▶ **RECORDS SHOWN**
──────

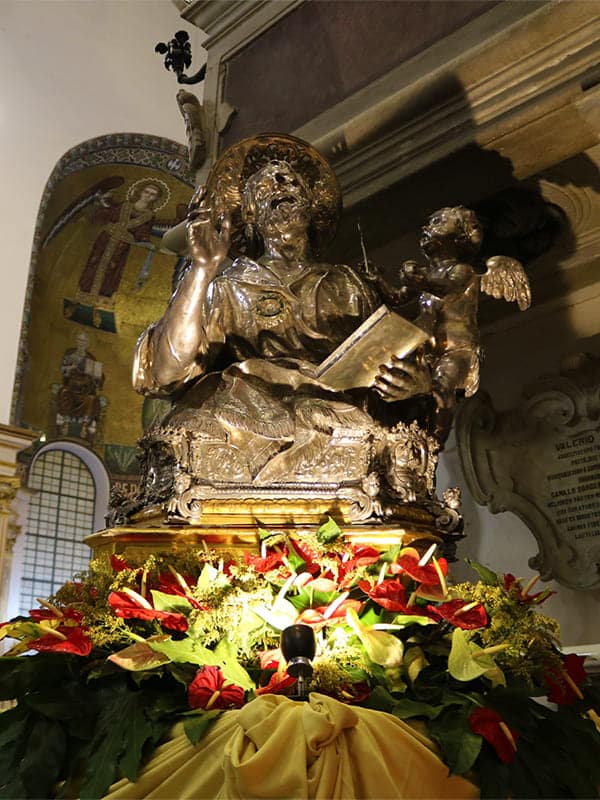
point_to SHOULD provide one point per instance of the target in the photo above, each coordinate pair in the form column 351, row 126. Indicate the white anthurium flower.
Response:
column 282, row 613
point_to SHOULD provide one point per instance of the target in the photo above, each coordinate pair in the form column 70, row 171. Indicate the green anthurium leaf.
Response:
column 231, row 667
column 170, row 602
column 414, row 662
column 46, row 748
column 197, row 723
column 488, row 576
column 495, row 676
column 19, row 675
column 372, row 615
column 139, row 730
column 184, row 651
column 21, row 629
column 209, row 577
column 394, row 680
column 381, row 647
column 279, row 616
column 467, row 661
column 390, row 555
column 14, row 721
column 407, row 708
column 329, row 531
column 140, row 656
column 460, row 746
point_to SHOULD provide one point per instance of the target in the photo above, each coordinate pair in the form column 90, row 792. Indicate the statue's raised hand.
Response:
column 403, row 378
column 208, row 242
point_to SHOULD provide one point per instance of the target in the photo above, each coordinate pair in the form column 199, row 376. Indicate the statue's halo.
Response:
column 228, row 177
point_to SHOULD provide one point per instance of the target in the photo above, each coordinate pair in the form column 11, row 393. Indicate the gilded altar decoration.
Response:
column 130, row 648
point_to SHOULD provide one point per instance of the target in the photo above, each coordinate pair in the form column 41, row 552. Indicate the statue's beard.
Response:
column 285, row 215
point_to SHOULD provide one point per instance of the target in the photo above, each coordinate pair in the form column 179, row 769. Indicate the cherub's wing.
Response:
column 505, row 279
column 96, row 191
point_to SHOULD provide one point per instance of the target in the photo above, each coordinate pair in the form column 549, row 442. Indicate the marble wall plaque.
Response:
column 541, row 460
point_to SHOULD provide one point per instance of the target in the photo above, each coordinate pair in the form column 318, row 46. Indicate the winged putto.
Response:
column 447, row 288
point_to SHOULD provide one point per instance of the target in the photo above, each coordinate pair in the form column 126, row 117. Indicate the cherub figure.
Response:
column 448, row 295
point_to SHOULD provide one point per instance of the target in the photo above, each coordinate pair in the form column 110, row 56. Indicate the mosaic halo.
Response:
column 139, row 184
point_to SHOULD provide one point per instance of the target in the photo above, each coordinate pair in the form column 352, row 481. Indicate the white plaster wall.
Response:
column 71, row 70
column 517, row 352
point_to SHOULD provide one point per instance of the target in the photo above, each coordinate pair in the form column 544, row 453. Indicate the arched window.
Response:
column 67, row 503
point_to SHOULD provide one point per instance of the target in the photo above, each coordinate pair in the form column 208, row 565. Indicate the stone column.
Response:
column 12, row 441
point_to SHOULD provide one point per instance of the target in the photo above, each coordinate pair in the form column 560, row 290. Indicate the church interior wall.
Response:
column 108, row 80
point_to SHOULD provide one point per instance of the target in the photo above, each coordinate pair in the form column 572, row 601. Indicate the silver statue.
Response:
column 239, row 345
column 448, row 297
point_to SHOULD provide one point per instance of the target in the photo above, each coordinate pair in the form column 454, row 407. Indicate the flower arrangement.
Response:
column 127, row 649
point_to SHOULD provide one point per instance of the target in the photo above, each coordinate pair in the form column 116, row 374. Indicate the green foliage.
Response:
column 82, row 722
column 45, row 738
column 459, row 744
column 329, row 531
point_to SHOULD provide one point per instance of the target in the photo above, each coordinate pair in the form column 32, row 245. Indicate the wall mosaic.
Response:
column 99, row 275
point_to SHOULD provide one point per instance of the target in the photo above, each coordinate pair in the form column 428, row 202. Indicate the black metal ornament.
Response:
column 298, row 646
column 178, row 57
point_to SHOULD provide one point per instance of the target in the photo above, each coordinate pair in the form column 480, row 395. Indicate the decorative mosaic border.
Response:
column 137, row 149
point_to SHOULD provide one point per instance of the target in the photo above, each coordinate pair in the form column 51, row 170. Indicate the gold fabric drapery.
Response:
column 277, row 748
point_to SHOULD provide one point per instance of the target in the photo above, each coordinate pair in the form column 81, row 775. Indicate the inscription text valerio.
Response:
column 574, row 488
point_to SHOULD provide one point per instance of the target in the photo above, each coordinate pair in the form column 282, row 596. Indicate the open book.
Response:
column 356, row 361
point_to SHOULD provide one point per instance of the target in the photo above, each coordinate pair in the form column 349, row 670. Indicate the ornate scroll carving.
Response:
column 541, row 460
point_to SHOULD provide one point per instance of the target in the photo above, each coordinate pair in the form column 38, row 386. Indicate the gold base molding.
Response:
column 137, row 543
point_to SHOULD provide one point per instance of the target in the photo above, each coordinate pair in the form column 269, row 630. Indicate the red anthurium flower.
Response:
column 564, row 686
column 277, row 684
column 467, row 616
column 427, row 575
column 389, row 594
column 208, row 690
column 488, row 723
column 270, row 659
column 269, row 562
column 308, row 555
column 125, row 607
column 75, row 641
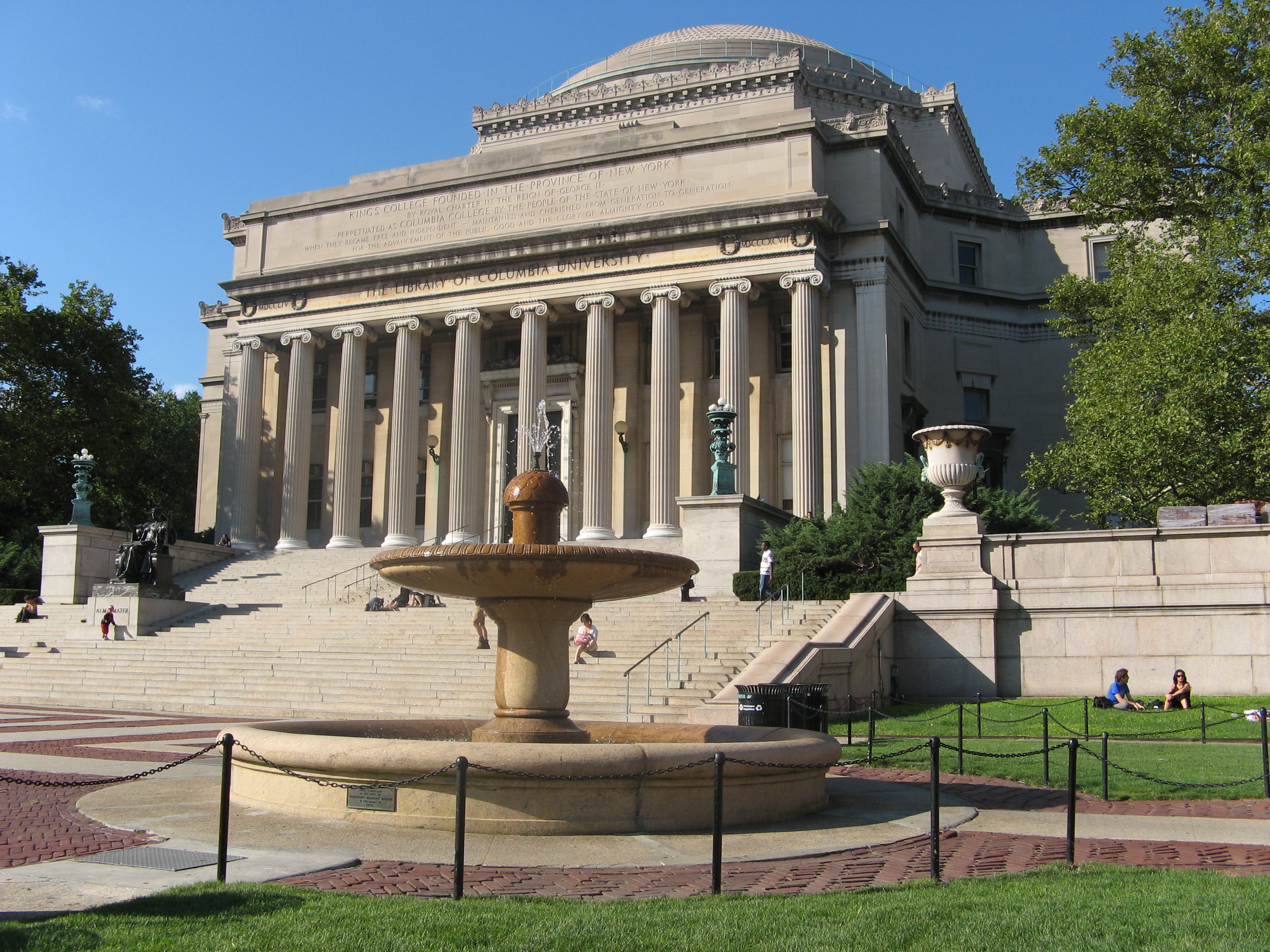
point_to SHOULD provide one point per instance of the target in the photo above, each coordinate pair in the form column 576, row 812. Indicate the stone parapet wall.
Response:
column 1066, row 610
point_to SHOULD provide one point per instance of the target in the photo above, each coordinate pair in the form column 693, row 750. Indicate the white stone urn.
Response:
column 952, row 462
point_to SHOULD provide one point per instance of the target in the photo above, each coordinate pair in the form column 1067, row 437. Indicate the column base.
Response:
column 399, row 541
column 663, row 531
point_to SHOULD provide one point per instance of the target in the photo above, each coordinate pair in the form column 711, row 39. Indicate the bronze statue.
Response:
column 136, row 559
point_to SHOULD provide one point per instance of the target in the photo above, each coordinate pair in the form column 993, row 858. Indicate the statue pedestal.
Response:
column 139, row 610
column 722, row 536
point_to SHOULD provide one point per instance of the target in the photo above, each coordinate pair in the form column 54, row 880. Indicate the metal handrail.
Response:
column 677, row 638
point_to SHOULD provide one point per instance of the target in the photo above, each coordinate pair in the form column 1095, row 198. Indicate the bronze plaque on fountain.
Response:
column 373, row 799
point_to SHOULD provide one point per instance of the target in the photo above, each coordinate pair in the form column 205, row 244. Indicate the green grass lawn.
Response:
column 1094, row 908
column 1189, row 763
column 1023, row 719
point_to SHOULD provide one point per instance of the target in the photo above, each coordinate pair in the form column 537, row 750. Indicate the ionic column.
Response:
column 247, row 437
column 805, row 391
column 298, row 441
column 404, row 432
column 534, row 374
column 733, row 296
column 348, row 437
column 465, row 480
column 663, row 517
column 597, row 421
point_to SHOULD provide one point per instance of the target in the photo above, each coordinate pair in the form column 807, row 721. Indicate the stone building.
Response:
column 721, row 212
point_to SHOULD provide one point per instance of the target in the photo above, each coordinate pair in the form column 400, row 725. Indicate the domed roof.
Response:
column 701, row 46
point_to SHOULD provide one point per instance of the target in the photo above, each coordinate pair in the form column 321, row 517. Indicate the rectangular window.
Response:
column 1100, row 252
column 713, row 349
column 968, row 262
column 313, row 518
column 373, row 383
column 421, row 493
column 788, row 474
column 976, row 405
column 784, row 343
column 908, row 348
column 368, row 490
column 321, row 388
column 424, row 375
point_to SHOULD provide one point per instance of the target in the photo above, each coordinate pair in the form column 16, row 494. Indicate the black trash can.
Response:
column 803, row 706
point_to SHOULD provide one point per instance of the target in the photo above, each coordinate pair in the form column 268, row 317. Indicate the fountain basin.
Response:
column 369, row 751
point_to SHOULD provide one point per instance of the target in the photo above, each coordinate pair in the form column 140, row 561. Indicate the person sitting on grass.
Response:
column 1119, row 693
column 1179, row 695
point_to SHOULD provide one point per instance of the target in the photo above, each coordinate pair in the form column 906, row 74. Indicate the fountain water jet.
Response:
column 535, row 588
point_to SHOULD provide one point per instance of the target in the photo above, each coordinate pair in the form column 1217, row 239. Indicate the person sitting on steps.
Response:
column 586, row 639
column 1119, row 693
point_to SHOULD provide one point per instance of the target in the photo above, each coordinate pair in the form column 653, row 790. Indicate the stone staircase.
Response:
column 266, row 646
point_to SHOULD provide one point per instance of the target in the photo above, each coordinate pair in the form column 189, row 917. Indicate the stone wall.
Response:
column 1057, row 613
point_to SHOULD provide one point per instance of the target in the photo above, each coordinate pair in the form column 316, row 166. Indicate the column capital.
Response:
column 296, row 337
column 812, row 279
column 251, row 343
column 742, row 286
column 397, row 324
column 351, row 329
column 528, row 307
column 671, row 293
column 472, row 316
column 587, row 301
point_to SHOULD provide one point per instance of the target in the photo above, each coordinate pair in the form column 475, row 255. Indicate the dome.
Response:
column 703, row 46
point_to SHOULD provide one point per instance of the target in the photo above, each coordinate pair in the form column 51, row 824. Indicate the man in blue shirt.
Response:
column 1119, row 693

──────

▶ **WORK REQUEST**
Show every line from the entries that includes the word "bronze".

▶ **REPLY TO THE TASK**
point_to SHOULD provide one point per instance of the target in the photo above, each coordinate pair in the form column 711, row 39. Indicate the bronze statue.
point_to SHOULD provide one point per instance of the target in the photo above, each coordinate pair in the form column 1095, row 198. Indicate the bronze plaque on fountain.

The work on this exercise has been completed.